* The task *
Set down exactly the lines below, starting at the one that contains "Target: tree bark" and ending at the one that contains "Where can the thick", with both of those lines included and nothing else.

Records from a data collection
[Start of section]

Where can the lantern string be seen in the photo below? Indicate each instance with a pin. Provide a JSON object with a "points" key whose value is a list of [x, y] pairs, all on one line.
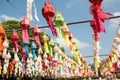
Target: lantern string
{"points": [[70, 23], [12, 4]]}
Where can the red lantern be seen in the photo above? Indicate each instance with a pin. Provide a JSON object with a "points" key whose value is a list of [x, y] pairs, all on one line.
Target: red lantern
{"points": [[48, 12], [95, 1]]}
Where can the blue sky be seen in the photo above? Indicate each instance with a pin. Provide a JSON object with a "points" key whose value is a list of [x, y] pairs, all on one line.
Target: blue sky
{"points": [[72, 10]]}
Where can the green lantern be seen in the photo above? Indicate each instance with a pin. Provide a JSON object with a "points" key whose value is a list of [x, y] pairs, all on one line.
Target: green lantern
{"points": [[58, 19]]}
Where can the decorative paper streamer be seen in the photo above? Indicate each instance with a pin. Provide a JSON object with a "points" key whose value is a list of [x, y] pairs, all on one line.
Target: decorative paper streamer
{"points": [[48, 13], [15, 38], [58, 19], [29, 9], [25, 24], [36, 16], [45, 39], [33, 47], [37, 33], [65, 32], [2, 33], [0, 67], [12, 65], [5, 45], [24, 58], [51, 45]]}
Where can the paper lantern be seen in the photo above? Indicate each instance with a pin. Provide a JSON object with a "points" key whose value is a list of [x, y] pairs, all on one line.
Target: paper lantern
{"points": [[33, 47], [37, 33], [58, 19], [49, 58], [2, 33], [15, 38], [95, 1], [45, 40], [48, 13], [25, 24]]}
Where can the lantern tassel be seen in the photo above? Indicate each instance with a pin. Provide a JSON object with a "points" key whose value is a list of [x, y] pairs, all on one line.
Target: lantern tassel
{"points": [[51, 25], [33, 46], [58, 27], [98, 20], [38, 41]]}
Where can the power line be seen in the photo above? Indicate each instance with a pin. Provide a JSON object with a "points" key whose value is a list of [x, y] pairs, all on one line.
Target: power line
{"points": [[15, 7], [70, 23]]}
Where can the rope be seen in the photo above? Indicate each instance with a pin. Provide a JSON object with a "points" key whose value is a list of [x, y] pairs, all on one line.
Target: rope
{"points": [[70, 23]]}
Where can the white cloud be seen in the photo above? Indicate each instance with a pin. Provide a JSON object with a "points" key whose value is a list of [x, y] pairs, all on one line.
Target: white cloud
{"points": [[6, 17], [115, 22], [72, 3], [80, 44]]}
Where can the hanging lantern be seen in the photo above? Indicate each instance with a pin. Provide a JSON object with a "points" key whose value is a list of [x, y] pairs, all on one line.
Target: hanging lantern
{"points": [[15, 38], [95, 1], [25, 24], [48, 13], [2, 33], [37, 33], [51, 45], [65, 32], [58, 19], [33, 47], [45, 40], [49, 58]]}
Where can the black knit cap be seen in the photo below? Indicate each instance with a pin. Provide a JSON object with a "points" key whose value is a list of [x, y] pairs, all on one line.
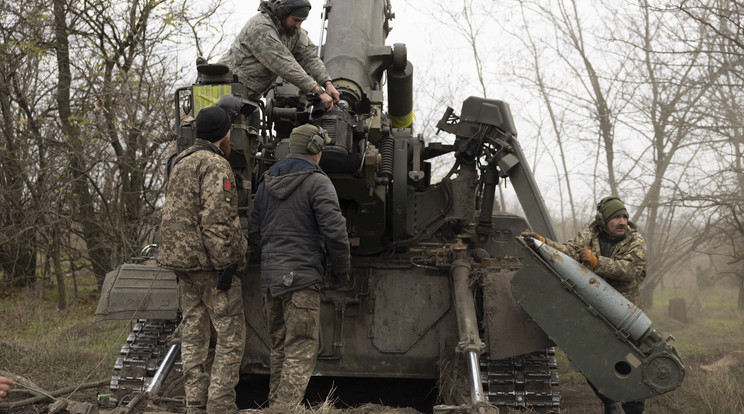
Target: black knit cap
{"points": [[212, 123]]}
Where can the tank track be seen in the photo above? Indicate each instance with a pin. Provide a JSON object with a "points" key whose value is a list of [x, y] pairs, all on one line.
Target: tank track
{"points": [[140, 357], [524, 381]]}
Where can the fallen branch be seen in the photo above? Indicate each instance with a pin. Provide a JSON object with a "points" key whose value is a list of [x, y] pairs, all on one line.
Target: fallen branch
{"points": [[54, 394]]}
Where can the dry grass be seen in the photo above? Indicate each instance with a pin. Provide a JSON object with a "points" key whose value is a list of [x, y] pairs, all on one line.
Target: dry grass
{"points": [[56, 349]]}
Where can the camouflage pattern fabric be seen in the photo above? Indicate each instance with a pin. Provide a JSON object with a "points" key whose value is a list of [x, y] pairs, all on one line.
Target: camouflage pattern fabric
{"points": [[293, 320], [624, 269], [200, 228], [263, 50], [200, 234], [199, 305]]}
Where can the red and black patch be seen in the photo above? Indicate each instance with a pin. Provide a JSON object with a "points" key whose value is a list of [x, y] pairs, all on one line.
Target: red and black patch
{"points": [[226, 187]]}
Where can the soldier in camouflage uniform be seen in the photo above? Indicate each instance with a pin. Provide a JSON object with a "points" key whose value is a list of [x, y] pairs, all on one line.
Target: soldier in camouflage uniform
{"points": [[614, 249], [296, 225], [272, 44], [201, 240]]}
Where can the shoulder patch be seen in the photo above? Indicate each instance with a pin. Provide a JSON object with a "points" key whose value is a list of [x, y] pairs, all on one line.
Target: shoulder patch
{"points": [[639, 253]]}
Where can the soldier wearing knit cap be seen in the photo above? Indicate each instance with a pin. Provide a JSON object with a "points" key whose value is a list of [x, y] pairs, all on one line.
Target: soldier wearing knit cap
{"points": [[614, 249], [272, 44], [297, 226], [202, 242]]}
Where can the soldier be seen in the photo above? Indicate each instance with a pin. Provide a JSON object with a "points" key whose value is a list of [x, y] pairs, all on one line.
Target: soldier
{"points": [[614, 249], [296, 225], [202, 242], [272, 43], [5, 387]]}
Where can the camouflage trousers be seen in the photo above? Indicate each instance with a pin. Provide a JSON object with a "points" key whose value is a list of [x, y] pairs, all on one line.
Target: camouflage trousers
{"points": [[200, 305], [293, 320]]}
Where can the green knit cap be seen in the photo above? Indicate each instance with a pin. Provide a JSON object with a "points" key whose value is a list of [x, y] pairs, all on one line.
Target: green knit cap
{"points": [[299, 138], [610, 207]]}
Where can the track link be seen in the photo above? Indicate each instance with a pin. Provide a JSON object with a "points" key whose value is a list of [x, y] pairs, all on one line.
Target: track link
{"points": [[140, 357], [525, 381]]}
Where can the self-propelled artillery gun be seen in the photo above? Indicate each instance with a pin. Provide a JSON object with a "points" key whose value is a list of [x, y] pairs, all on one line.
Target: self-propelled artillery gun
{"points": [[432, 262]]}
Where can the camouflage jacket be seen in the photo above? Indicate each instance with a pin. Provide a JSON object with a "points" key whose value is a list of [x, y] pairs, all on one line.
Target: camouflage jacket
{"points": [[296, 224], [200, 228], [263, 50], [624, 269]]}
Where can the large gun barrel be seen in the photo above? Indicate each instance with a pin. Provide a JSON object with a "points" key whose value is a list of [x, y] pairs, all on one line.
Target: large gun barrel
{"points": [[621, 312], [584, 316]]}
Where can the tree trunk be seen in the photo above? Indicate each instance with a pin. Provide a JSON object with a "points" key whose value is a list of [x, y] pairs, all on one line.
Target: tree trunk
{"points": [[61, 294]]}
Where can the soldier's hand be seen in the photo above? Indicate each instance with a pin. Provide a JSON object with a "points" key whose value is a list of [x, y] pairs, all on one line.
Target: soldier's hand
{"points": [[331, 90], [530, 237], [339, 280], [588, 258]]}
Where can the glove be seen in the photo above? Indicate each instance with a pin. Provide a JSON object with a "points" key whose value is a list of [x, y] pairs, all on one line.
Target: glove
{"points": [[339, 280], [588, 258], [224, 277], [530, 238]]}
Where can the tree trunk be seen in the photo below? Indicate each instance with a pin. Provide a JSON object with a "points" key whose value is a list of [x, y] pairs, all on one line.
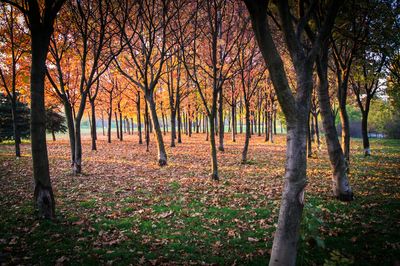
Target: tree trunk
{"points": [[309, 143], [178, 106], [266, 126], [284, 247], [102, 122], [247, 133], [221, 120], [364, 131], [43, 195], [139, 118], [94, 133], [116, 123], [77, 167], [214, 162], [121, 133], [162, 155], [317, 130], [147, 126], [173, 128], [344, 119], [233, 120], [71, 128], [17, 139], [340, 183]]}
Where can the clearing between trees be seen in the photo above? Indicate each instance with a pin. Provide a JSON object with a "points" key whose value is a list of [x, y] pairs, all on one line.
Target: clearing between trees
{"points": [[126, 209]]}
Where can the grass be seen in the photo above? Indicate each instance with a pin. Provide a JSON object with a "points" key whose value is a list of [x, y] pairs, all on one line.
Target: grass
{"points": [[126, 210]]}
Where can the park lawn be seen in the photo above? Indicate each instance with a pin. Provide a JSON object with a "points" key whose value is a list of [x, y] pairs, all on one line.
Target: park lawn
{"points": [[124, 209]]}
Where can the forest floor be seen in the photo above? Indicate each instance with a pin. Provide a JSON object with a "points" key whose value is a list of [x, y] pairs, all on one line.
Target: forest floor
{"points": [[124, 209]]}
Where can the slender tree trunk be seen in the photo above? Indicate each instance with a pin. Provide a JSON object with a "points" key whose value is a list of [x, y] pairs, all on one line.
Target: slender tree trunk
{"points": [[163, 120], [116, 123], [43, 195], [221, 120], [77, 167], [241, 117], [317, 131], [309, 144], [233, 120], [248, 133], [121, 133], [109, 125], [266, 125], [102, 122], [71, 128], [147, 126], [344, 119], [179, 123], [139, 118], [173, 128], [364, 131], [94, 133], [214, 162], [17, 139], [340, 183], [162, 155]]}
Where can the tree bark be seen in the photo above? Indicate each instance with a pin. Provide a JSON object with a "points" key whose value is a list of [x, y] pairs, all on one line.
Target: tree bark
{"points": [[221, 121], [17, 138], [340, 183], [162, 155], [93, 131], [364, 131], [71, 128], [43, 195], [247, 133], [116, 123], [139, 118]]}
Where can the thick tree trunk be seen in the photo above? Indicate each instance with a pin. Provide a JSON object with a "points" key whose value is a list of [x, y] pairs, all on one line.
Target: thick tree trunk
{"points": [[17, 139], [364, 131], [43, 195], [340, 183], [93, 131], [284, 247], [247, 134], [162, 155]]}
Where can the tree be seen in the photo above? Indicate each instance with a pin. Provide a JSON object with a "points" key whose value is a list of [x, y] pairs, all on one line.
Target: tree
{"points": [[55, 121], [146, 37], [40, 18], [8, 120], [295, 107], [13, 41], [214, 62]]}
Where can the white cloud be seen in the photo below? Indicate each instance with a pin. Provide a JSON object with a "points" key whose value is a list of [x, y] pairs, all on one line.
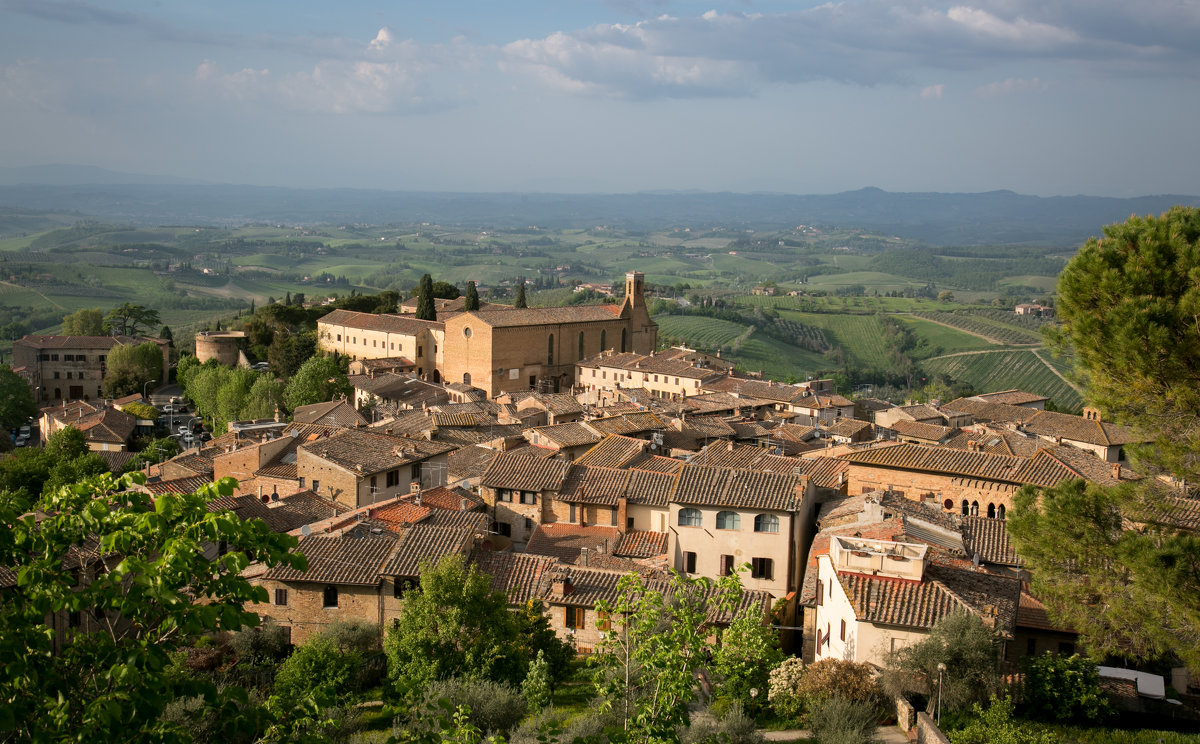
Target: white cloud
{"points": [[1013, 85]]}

[End of section]
[Start of section]

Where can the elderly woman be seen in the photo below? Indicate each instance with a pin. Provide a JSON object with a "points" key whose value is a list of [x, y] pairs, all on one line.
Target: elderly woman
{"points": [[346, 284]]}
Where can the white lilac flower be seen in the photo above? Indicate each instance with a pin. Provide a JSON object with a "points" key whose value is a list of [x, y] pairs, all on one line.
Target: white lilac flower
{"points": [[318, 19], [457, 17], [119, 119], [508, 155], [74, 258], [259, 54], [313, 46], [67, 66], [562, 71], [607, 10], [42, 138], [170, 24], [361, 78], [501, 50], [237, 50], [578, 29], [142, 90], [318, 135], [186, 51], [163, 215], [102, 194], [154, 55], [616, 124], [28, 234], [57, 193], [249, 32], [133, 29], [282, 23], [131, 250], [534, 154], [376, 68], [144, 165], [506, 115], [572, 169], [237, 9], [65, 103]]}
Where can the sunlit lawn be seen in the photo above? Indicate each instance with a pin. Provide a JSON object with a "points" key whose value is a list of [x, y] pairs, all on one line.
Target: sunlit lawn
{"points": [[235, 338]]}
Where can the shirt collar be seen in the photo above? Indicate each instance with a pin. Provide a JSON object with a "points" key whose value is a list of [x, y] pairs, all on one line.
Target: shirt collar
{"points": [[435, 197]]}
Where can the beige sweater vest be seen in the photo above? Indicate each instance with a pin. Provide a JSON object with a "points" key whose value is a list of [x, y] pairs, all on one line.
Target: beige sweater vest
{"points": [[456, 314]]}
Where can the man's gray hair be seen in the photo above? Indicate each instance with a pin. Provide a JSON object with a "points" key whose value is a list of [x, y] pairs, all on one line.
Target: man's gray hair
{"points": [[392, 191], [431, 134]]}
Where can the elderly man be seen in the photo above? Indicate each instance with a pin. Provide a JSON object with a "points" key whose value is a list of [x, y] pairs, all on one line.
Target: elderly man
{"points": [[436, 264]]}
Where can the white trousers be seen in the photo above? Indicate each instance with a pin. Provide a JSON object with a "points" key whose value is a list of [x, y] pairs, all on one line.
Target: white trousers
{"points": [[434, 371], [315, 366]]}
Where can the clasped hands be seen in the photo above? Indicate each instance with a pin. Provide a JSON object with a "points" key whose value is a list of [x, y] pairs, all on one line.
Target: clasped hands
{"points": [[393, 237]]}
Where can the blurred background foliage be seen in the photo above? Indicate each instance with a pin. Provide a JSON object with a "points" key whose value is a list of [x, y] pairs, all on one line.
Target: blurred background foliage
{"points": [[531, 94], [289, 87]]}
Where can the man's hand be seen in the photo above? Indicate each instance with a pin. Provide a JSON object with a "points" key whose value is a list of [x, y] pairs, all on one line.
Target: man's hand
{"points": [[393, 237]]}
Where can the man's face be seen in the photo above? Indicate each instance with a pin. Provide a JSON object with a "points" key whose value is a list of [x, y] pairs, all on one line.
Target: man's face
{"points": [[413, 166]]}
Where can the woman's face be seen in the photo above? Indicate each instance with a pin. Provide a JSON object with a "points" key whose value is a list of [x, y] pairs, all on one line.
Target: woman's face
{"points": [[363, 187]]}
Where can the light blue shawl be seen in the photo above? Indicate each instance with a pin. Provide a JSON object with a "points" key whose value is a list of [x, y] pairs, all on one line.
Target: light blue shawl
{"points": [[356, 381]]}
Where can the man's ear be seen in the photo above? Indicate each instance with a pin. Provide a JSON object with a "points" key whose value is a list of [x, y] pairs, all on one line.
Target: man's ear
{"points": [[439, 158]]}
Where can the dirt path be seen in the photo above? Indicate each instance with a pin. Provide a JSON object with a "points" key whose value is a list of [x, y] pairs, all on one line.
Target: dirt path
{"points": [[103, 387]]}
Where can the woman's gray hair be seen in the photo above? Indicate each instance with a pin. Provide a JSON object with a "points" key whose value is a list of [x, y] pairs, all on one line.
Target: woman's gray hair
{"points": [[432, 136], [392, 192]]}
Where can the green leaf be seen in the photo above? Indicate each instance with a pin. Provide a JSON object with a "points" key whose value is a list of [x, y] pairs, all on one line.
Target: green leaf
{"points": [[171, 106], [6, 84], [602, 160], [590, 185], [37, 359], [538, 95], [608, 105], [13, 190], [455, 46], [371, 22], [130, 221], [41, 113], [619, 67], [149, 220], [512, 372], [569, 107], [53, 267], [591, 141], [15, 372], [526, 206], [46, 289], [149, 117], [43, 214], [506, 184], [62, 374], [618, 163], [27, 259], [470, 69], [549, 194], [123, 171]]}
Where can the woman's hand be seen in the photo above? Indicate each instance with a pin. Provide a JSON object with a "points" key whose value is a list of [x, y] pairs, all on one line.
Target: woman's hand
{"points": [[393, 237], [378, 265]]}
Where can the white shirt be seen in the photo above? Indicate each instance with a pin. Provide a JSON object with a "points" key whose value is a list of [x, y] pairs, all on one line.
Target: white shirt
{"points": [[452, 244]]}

[End of section]

* Response below *
Target: tree bark
{"points": [[221, 121], [17, 138], [340, 183], [162, 155], [93, 131], [364, 131], [71, 128], [43, 195], [247, 133], [116, 123], [139, 118]]}
Where can the thick tree trunk be seen in the photo above? Indicate each instance with a pin. Provide a JSON object with a "points" key whose value is a list of [x, y] pairs, all on one line.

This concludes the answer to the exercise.